I tried a similar code segment to see if moving a texture coordinate f[TEX] to a temp reg first is faster than using it directly. And it is! As mentioned earlier, using a f[TEX]-register in arithmetic ops seems to cost one extra cycle (for both FP16 and FP32). However, the extra move in the FP16 case makes the operation complete in one cycle, including the MOV which becomes free.

This might be related to the NV program specification, which says instructions with f[...] are always performed with FP32 accuracy. So using it directly forces the operation into FP32 which is always 2 cycles in this case, but adding a dummy move that changes the type makes it legal for the driver to ignore the rule.

The whole Dawn shader takes 17 rounds/pixel (4.25 cycles/pixel) in my testbench. There is dependency between instructions which lowers efficiency quite a bit from the theoretical maximums you calculated. I tried to manually divide the shader to rounds, and got the same number of stages as the tests showed, so this might be close:

Code:

TEX H0, f[TEX0], TEX1, 2D;
TEX H1, f[TEX0], TEX0, 2D;
--
MOVH H2.x, g_oiliness.y;
MULX H0.xy, H0, H2.x;
--
TEX H0, H0, TEX7, CUBE;
--
MOVH H3, f[TEX5];
DP3X H2.x, H0, H3;
--
MOVH H3, f[TEX6];
DP3X H2.y, H0, H3;
--
MOVH H3, f[TEX7];
DP3X H2.z, H0, H3;
--
MOVH H0.xyz, f[TEX2];
DP3X H2.w, H0, H2;
--
MULX H2.xyz,-H2, -2;
MADX H3.xyz, -H2, H2.w, H0;
--
TEX H0.xyz, H2, TEX5, CUBE;
--
TEX H2, H2, TEX6, CUBE;
--
MULX H0.xyz, H0, H1;
MULX H2, H2, H1.w;
--
MOVH H1.xyz, f[TEX3];
MULX H0, H0, H1.x;
MADX H0, H2, H1.y, H0;
--
TEX H2, f[TEX2], TEX9, CUBE;
 MULX H2.xyz, H2, H1.y;
 MULX H2.xyz, H2, H1.x;
--
TEX H3, H3, TEX6, CUBE;
 MULX H3, H3, H1.w;
 MULX H3, H3, 0.02;
--
MOVH H3.w, g_oiliness.x;
MULH H3, H3, H3.w;
--
MADX H2.xyz, H2, 0.7, H3;
ADDX H0, H2, H0;
--
ADDX o[COLH], H0, H2.w;

Uttar said:
BTW, I'd like to know how much rounds SM, SA, TM and TA takes.

---*---

> _WRITTEN TASK 1_
In the shader-timing post, condense the paragraph beginning "This might be related" into two sentences that keep its main facts.

---*---

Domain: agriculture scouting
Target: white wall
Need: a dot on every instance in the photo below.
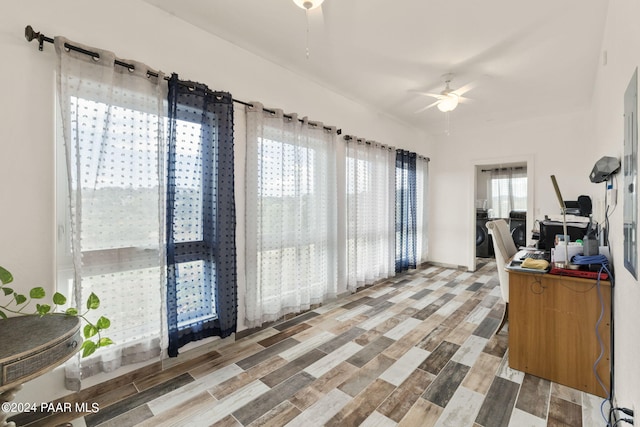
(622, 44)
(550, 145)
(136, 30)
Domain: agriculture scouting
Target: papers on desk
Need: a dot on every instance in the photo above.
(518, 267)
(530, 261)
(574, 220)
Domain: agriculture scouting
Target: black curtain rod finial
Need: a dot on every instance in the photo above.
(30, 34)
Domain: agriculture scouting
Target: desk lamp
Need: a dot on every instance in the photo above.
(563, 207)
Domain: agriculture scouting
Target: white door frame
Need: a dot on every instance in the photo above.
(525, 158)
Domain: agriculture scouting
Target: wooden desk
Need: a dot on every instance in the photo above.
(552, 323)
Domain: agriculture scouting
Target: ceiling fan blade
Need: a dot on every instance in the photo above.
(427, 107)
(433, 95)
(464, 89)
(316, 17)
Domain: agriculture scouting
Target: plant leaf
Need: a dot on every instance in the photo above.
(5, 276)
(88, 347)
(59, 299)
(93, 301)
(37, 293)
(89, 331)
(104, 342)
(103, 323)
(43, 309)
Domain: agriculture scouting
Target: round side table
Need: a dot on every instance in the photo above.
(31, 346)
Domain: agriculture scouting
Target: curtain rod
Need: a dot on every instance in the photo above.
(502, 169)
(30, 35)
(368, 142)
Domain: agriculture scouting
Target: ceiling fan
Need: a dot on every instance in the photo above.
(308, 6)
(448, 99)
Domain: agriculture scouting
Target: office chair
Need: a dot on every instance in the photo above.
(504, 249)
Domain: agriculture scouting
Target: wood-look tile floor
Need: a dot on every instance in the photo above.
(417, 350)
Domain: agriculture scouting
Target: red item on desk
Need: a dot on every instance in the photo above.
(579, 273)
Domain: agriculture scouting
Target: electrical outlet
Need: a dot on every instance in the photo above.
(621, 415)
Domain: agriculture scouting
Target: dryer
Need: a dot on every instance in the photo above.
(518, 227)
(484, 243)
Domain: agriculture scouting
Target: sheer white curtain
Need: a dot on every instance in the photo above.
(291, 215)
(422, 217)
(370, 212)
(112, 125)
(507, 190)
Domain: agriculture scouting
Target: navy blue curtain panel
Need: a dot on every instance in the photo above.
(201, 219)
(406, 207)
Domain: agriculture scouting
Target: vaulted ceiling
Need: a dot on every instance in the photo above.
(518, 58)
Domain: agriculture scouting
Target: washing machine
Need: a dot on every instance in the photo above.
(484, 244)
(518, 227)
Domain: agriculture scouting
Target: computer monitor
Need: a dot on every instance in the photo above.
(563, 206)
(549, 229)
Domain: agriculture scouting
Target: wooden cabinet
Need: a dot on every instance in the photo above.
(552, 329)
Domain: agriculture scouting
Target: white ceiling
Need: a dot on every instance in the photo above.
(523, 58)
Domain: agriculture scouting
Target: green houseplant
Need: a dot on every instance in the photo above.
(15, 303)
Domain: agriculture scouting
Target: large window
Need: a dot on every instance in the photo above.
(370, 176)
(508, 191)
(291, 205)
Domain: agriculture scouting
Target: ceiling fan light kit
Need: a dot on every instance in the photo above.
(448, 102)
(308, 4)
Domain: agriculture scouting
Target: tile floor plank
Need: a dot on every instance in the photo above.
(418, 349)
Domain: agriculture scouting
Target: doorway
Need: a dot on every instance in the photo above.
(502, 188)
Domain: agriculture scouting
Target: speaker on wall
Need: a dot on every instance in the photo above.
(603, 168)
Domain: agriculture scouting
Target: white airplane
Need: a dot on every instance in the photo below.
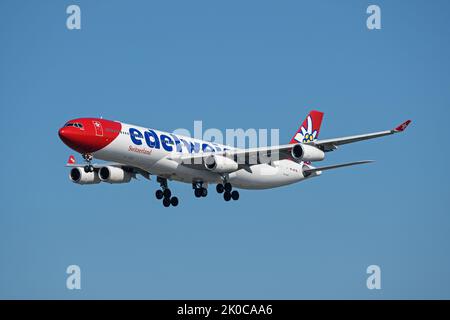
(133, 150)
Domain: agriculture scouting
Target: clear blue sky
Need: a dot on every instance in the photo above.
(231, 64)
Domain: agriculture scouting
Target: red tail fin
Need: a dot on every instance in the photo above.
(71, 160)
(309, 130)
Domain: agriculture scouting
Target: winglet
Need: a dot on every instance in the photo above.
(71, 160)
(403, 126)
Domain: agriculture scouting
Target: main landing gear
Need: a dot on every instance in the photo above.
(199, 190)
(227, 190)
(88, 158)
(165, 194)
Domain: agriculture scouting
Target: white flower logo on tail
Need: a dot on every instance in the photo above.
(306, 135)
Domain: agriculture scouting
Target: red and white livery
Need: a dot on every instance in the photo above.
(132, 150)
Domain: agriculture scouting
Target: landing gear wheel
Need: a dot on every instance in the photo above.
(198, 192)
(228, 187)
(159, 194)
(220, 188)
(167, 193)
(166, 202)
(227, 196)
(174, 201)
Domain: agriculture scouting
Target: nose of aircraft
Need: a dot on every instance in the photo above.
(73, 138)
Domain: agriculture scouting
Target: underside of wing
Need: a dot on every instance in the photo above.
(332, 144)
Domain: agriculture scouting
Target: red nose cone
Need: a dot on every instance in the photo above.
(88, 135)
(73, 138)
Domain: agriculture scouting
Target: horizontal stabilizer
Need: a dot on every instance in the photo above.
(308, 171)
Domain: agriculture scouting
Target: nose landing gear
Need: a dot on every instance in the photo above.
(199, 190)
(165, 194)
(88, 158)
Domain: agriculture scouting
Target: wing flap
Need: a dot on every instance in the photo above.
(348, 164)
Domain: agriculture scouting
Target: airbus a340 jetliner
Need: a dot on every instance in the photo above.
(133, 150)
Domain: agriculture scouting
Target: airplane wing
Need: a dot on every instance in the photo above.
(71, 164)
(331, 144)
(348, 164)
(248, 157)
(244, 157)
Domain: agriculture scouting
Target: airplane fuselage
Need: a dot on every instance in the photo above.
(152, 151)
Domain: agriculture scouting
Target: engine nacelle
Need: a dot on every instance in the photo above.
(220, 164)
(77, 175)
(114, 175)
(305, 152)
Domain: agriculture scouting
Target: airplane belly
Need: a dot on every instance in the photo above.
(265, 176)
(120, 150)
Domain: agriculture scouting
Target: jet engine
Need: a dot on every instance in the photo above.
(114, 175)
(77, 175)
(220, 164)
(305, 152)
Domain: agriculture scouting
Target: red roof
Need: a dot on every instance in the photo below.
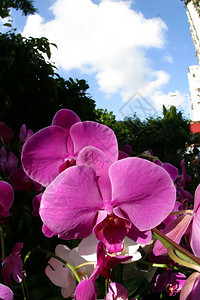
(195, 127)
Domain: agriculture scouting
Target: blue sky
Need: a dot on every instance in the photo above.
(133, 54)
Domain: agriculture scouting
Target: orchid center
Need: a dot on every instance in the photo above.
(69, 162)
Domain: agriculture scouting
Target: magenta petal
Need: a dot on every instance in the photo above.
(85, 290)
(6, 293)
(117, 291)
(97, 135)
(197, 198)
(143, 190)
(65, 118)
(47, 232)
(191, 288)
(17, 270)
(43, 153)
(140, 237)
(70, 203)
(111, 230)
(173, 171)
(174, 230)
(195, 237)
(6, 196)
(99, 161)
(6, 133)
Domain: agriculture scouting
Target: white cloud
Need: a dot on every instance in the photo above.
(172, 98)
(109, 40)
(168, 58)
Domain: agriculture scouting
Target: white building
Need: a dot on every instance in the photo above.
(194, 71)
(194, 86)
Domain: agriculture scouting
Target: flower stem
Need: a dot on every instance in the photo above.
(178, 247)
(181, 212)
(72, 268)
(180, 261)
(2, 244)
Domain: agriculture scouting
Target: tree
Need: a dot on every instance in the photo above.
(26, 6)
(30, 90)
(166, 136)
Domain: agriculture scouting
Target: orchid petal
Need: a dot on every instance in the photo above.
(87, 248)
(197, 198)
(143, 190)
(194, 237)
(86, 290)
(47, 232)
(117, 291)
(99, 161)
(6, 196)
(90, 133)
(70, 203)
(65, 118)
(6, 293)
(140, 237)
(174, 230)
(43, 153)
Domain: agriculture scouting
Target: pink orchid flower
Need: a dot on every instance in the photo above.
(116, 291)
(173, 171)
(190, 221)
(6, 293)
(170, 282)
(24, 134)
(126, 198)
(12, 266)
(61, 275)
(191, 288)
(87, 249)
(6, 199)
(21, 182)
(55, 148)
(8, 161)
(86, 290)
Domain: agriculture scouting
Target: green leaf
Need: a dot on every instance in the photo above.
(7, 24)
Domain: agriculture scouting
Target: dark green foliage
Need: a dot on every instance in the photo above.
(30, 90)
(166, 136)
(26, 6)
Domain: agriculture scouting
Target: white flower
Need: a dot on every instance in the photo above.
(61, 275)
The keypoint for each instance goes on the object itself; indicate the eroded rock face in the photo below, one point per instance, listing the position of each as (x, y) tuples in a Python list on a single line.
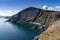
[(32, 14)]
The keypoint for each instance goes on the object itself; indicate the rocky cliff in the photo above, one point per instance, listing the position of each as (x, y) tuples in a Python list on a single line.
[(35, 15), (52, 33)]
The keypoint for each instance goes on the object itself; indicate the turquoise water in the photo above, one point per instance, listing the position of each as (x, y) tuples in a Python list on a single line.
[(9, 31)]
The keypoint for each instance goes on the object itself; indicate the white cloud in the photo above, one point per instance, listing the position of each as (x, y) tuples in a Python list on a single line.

---*---

> _WRITTEN TASK 2_
Collect every line of the rows that contains the string "floor". Case counts.

> _EXPECTED ANSWER 1_
The NV program specification may explain this, because it requires instructions that use f[...] to run at FP32 accuracy. Using f[TEX] directly therefore forces the operation into FP32, which takes 2 cycles here, while a dummy move that changes the type makes it legal for the driver to ignore the rule.

> _EXPECTED ANSWER 2_
Target: wood-look tile floor
Target: tile floor plank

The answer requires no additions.